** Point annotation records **
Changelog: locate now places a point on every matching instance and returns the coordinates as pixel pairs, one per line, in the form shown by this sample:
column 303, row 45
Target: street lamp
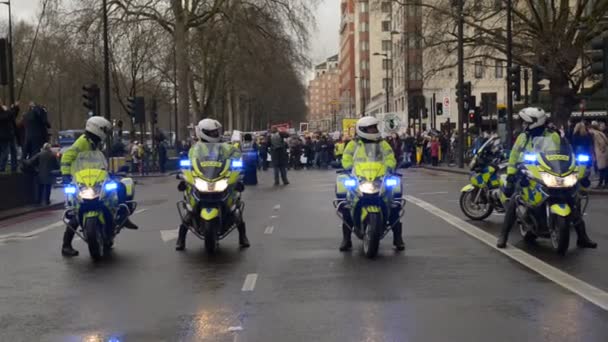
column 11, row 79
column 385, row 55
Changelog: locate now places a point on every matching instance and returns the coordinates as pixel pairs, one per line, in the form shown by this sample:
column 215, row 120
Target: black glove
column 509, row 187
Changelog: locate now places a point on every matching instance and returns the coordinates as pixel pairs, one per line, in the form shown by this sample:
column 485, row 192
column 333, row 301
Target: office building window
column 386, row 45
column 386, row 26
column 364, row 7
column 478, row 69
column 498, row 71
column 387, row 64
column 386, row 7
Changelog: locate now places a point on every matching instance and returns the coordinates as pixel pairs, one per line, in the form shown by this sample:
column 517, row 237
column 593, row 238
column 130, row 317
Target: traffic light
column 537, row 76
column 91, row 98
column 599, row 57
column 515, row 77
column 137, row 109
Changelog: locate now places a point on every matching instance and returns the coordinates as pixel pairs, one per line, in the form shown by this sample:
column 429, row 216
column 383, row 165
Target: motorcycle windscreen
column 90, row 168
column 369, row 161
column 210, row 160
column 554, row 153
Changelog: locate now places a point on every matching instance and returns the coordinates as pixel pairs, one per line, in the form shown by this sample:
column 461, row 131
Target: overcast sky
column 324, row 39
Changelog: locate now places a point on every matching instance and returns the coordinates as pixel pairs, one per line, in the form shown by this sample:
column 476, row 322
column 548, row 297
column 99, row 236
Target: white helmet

** Do this **
Pull out each line above that contains the string "Target", copying every such line in full. The match is case-sensitive.

** Task response **
Target: street lamp
Target: black glove
Target: office building window
Target: traffic light
Target: motorcycle windscreen
Target: overcast sky
Target: white helmet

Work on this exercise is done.